[Data drawn from a collection]
— start —

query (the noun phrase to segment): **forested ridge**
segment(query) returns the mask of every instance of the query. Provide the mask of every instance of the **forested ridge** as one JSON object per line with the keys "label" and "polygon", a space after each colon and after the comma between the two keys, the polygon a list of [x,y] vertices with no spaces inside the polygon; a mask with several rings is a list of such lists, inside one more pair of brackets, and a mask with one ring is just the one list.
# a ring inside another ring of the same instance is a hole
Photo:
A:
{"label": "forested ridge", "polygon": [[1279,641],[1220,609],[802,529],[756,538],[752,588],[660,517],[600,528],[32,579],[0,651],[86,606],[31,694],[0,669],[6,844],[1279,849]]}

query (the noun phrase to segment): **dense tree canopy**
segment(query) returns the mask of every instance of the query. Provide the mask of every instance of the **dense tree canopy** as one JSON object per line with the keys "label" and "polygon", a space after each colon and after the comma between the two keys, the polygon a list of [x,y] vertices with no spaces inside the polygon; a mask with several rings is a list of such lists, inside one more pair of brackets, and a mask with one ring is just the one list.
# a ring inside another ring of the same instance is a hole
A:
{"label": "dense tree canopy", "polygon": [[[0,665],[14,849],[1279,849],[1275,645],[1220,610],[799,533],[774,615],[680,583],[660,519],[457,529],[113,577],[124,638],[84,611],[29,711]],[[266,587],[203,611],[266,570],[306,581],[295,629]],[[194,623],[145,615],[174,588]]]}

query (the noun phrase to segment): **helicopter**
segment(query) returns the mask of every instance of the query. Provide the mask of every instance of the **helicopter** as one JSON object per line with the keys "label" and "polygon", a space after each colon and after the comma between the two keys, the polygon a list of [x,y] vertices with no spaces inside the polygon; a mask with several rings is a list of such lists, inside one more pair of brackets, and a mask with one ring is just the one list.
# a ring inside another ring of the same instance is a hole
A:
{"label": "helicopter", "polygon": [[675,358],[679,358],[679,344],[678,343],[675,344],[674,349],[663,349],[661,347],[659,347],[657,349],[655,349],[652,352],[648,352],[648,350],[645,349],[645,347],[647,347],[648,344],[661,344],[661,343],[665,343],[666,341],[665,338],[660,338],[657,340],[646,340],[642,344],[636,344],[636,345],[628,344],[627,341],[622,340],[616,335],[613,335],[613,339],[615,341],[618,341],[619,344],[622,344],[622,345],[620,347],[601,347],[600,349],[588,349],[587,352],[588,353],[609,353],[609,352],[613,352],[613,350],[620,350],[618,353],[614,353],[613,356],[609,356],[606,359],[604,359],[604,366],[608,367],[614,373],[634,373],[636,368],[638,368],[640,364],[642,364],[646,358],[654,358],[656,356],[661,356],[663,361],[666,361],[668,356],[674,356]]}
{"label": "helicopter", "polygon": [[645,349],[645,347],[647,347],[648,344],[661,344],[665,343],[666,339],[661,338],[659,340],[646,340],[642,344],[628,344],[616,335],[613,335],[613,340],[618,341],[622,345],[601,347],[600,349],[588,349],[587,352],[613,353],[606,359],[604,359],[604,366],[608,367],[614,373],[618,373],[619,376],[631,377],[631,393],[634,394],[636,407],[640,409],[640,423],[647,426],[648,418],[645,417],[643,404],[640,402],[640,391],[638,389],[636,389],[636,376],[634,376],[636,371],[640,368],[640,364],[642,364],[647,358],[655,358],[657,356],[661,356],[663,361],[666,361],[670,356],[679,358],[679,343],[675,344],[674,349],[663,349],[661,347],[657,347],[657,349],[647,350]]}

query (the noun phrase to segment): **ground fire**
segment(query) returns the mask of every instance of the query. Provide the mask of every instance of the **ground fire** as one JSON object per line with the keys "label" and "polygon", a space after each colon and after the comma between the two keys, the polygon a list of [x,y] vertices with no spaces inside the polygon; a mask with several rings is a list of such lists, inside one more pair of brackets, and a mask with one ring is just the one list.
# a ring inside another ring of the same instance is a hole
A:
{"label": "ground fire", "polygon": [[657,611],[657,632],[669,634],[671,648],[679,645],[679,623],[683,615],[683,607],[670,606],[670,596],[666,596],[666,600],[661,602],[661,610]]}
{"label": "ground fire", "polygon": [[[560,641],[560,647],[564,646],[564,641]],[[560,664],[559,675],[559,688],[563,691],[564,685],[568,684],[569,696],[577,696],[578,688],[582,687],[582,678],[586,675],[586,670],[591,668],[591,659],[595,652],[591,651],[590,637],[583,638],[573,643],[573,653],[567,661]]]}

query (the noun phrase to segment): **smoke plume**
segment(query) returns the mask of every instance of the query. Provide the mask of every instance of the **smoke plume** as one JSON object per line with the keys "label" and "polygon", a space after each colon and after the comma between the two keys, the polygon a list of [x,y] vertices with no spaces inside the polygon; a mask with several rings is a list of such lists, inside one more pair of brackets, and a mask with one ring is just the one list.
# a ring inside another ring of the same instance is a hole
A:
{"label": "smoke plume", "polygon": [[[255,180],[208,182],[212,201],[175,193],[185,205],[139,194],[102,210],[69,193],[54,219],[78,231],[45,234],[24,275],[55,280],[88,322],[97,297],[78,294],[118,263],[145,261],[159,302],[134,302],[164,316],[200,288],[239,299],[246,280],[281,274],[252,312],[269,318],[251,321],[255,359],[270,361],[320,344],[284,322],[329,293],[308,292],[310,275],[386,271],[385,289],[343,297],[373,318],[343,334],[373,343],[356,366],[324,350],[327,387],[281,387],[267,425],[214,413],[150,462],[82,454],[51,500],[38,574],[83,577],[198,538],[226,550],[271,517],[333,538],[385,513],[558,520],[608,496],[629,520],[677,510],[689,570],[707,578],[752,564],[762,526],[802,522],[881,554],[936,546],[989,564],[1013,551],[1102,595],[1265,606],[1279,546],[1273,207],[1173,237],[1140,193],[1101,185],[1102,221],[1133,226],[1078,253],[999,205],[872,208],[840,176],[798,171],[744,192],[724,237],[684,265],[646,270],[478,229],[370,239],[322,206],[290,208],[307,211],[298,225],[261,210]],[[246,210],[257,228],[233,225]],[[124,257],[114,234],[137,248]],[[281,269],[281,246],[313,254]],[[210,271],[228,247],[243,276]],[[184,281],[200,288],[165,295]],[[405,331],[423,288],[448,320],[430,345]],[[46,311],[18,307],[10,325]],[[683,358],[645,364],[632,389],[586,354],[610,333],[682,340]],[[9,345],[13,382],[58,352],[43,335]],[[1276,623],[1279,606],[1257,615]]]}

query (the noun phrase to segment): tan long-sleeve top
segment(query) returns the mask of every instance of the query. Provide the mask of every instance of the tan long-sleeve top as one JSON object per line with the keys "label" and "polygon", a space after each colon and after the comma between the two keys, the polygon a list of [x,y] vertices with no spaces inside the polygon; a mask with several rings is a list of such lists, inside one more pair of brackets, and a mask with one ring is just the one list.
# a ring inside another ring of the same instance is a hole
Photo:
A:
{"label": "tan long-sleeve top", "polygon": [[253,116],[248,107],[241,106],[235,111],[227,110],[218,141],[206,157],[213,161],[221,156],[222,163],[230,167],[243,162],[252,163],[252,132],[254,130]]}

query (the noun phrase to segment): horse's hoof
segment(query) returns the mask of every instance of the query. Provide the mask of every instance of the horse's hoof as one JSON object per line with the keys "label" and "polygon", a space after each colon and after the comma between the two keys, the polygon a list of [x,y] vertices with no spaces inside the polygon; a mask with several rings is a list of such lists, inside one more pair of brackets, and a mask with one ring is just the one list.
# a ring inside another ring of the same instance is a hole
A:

— end —

Show every line of the data above that contains the string "sleeve", copying each such line in full.

Answer to the problem ->
query (the noun phrase to segment): tan long-sleeve top
segment(query) returns the mask of every instance of the query. Provide the mask of every instance of the tan long-sleeve top as one JSON object per line with the keys "label" and "polygon", a space after each colon and after the comma between the two keys, the polygon a list of [x,y] vertices with no spaces inside the polygon; a mask with several rings is a list of such lists, inside one more pair of brackets, and a mask with one ring is just the one list.
{"label": "tan long-sleeve top", "polygon": [[253,116],[248,107],[241,106],[235,111],[227,110],[218,141],[206,157],[213,161],[221,156],[222,163],[230,167],[243,162],[252,163],[252,132],[254,130]]}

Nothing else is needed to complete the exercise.